----- Brano del documento

Ci venivamo, noi, a cercare a tentoni la nostra felicità che il mondo intero ci indicava con rabbia. Ci vergognavamo di quella voglia, ma bisognava pur farci qualcosa. E’ più difficile rinunciare all’amore che alla vita. Si passa il tempo a uccidere o adorare questo mondo, tutt’è due insieme.


C’era un maschio, un uomo adulto, quasi di mezza età, che camminava rifiutando di prendere parte a qualunque gesto di purificazione, di adattamento del mondo quanto entrando nel vortice, nella mischia di una persecuzione, uno scontro tendenzialmente noto come Mondiale, che ha da sempre gravato e inzuppato l’anima di molti, subendo in prima persona le angherie di chiunque. Alleati, compagni, ragazzi, uomini o donne,cittadini di una nazione che stava lentamento per evaporare, letteralmente, in quanto erano stati mossi i primi gas di scarico del regime tedesco,che in un momento imprecisato della loro vita si mossero prima con cautela nei territori più oscuri, nell’anima e nel cuore di molti. In effetti, la maggioranza di chi subì certe cose, di chi li visse in prima persona, esattamente come l’autore di questo racconto biografico, stette con Louis Ferdinand Céline, creatore dall’euforia melanconica, triste che tentò di ritrovare nel brio quella gioia feconda che evidenzia o sbroglia certe ingenue volontà. Non potendo però assaporare nemmeno la purezza dell’amore, falsificando ogni gesto, di tenerezza o compassione, mantenendo o abbruttendo ciò che ci si attacca addosso, come una seconda pelle.

----------
----- Materiale estratto

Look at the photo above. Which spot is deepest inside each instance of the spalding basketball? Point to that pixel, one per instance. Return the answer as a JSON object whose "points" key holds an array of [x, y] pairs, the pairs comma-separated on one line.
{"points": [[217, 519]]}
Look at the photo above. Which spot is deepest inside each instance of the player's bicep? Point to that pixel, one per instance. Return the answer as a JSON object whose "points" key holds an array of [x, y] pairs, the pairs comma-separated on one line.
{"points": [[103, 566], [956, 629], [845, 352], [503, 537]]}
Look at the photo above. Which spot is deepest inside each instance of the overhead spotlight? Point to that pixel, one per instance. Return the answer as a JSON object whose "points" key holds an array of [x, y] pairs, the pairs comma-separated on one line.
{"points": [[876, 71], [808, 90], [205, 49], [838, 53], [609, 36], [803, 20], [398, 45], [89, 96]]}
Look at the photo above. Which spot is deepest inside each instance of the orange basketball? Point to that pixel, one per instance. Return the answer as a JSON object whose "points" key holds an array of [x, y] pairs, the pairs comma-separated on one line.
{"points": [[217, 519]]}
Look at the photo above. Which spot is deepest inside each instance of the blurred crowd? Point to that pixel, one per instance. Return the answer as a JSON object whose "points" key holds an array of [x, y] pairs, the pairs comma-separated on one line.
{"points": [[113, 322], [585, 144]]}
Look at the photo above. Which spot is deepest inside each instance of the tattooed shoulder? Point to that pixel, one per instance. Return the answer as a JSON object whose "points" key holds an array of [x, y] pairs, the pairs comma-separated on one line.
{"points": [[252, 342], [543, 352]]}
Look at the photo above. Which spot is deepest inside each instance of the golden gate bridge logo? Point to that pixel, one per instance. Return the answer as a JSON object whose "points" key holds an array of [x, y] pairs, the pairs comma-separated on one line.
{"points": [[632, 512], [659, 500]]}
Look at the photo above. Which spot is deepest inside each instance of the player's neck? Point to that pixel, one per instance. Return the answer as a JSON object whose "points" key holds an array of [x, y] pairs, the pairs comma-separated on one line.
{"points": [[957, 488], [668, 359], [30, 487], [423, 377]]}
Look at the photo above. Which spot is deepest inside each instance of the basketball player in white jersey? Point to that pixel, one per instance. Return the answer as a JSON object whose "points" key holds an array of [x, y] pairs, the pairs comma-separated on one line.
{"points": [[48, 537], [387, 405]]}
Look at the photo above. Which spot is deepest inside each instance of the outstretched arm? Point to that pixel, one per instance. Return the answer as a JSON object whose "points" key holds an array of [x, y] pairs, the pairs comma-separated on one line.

----------

Elenco dei compiti —
A. Nel brano su Céline, a che cosa è più difficile rinunciare rispetto alla vita?
B. Prosegui il brano su Céline dal punto in cui si interrompe.

Le risposte —
A. All'amore.

B.
Nella sua colorata vita, Céline non fu mai solo. Lo spettro della guerra aleggiava attorno ai demoni del suo passato, nelle vie tenebrose di un presente che induce ad osservarsi allo specchio e riconoscere un'anima sciatta, sciamannata, riconoscibile in cui si cammina con tante altre anime che trascinano in ombre, buchi o squarci con ciò che ha a che fare con la materia intrinseca dei sogni, delle speranze. Tenendo duro, seguendo i principi fondamentali che rivestono un tipo di autorità che ha a che fare con la salvaguardia della propria identità, del proprio Io. Certo, sarà stato uno sforzo brutale, immane e demoralizzante, con fiumi di lacrime versate sul cuscino di notte, sogni di vendetta feroci e sempre più elaborati, disceso nel buio baratro scosceso della malinconia, in una grottesca fuga mentale in cui si vide buttarsi dall’orlo di un dirupo, in un viaggio bellissimo e indimenticabile generato dalle convulse raffiche di disprezzo per se stesso, per la vita, la guerra e ciò che appartiene, la segreta convinzione che il castigo fosse meritato perché era lui, lui così come ogni essere umano vivente, ad aver causato questi orrori. E restando con i fantasmi del suo passato, fece un viaggio che lo condusse lontano. Poiché è qualcosa che vibra di magia, di simbolismo. Un viaggio che è intrinseco all’anima nel quale, nelle maglie della notte, è possibile scorgere qualcosa di bramoso. Si finisce per raccontarsi ispirando e respirando nelle inquietudini, cercando nulla se non il vano, l’ineluttabile, piccole vertigini indirizzate << ai coglioni >>, come dice l’autore, rifugiandosi nella notte per scovare quella pace interiore illusoria dove tutto è benevolo, niente arriva al dunque e si realizza mediante tante altre cose straordinarie, meravigliose e gradevoli. Perché è nella notte che si torna sui propri passi, si fugge o volge le spalle a un presente insopportabile che bisognerebbe però sbeffeggiare, scoprire il futuro, dominare il presente, annientare il passato.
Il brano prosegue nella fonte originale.